> [Zapisy adnotacji położenia]
------------------------------------------------
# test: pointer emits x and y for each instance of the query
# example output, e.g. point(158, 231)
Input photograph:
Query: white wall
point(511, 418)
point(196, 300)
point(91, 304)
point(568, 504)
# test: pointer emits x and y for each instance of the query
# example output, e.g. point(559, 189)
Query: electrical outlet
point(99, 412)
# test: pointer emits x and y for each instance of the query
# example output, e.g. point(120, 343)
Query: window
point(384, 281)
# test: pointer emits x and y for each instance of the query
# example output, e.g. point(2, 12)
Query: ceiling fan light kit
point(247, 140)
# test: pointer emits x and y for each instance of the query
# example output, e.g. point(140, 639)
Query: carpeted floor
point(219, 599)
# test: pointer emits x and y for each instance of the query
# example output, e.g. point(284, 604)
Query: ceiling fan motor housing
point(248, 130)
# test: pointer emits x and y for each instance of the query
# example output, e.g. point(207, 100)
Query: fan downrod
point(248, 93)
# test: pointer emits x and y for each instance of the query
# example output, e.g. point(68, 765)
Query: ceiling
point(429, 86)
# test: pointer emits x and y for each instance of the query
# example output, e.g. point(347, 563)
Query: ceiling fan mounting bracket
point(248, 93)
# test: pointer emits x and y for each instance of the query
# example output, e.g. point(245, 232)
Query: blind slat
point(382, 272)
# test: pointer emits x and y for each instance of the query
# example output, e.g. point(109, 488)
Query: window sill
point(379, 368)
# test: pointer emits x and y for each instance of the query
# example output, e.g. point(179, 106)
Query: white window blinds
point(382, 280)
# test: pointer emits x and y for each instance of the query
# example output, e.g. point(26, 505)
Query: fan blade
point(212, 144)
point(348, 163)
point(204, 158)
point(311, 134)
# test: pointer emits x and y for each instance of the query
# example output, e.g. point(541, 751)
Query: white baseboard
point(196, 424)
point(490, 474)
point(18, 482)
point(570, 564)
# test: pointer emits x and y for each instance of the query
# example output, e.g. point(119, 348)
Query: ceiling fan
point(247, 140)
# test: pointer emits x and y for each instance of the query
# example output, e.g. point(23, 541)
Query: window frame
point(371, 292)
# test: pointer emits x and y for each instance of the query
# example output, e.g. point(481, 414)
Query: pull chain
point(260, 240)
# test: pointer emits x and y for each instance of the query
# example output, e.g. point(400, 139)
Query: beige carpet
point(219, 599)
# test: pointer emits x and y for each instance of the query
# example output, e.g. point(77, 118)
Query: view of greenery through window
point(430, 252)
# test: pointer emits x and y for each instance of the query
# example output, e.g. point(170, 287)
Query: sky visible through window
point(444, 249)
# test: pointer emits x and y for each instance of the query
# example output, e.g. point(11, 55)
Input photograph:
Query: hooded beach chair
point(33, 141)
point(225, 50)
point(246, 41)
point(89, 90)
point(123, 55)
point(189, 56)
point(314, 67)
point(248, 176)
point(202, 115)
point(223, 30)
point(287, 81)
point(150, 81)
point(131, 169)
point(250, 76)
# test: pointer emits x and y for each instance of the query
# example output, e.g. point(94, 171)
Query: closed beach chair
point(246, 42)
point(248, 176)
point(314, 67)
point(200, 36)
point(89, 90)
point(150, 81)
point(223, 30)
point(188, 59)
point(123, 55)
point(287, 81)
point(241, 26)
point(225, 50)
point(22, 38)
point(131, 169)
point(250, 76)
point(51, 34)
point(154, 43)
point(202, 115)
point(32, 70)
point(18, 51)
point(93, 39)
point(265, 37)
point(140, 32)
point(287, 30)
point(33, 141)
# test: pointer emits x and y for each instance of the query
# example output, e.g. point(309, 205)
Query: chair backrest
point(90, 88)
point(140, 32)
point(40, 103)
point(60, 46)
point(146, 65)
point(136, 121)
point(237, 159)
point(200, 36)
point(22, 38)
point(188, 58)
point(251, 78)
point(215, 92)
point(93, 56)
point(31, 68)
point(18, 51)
------------------------------------------------
> [Ćwiczenie pisemne]
Sformatuj wszystkie wiersze powyższego listingu jako listę numerowaną i pomiń puste wiersze.

> [Odpowiedź do ćwiczenia]
1. # test: pointer emits x and y for each instance of the query
2. # example output, e.g. point(158, 231)
3. Input photograph:
4. Query: white wall
5. point(511, 418)
6. point(196, 300)
7. point(91, 304)
8. point(568, 504)
9. # test: pointer emits x and y for each instance of the query
10. # example output, e.g. point(559, 189)
11. Query: electrical outlet
12. point(99, 412)
13. # test: pointer emits x and y for each instance of the query
14. # example output, e.g. point(120, 343)
15. Query: window
16. point(384, 281)
17. # test: pointer emits x and y for each instance of the query
18. # example output, e.g. point(2, 12)
19. Query: ceiling fan light kit
20. point(247, 140)
21. # test: pointer emits x and y for each instance of the query
22. # example output, e.g. point(140, 639)
23. Query: carpeted floor
24. point(219, 599)
25. # test: pointer emits x and y for each instance of the query
26. # example output, e.g. point(284, 604)
27. Query: ceiling fan motor housing
28. point(248, 130)
29. # test: pointer emits x and y for each instance of the query
30. # example output, e.g. point(207, 100)
31. Query: fan downrod
32. point(248, 93)
33. # test: pointer emits x and y for each instance of the query
34. # example output, e.g. point(68, 765)
35. Query: ceiling
36. point(429, 86)
37. # test: pointer emits x and y for each instance of the query
38. # example output, e.g. point(347, 563)
39. Query: ceiling fan mounting bracket
40. point(248, 93)
41. # test: pointer emits x and y for each instance of the query
42. # example output, e.g. point(245, 232)
43. Query: blind slat
44. point(382, 272)
45. # test: pointer emits x and y for each instance of the query
46. # example output, e.g. point(109, 488)
47. Query: window sill
48. point(379, 368)
49. # test: pointer emits x and y for each instance of the query
50. # example output, e.g. point(179, 106)
51. Query: white window blinds
52. point(382, 280)
53. # test: pointer emits x and y for each instance of the query
54. # example output, e.g. point(26, 505)
55. Query: fan blade
56. point(212, 144)
57. point(348, 163)
58. point(204, 158)
59. point(311, 134)
60. # test: pointer emits x and y for each instance of the query
61. # example output, e.g. point(541, 751)
62. Query: white baseboard
63. point(196, 424)
64. point(490, 474)
65. point(18, 482)
66. point(570, 564)
67. # test: pointer emits x and y for each instance of the query
68. # example output, e.g. point(119, 348)
69. Query: ceiling fan
70. point(247, 140)
71. # test: pointer emits x and y for each instance of the query
72. # example output, e.g. point(23, 541)
73. Query: window frame
74. point(371, 292)
75. # test: pointer emits x and y for each instance of the query
76. # example output, e.g. point(481, 414)
77. Query: pull chain
78. point(260, 240)
79. # test: pointer emits x and y for each instance of the query
80. # example output, e.g. point(400, 139)
81. Query: beige carpet
82. point(219, 599)
83. # test: pointer emits x and y for each instance of the query
84. # example output, e.g. point(77, 118)
85. Query: view of greenery through window
86. point(430, 252)
87. # test: pointer emits x and y for each instance of the query
88. # example output, e.g. point(170, 287)
89. Query: sky visible through window
90. point(444, 249)
91. # test: pointer emits x and y for each instance of the query
92. # example output, e.g. point(11, 55)
93. Input photograph:
94. Query: hooded beach chair
95. point(33, 141)
96. point(225, 50)
97. point(246, 41)
98. point(89, 90)
99. point(123, 55)
100. point(189, 56)
101. point(314, 67)
102. point(248, 176)
103. point(202, 115)
104. point(223, 30)
105. point(287, 81)
106. point(150, 81)
107. point(131, 169)
108. point(250, 76)
109. # test: pointer emits x and y for each instance of the query
110. # example output, e.g. point(94, 171)
111. Query: closed beach chair
112. point(246, 42)
113. point(248, 176)
114. point(314, 67)
115. point(200, 36)
116. point(89, 90)
117. point(150, 81)
118. point(223, 30)
119. point(188, 59)
120. point(123, 55)
121. point(287, 81)
122. point(241, 26)
123. point(225, 50)
124. point(22, 38)
125. point(131, 169)
126. point(250, 76)
127. point(51, 34)
128. point(154, 43)
129. point(202, 115)
130. point(32, 70)
131. point(18, 51)
132. point(93, 39)
133. point(265, 37)
134. point(140, 32)
135. point(287, 30)
136. point(33, 141)
137. # test: pointer emits x and y for each instance of the query
138. # example output, e.g. point(309, 205)
139. Query: chair backrest
140. point(90, 88)
141. point(140, 32)
142. point(40, 103)
143. point(60, 46)
144. point(146, 65)
145. point(136, 121)
146. point(237, 159)
147. point(200, 36)
148. point(22, 38)
149. point(188, 58)
150. point(251, 78)
151. point(215, 92)
152. point(93, 56)
153. point(31, 68)
154. point(18, 51)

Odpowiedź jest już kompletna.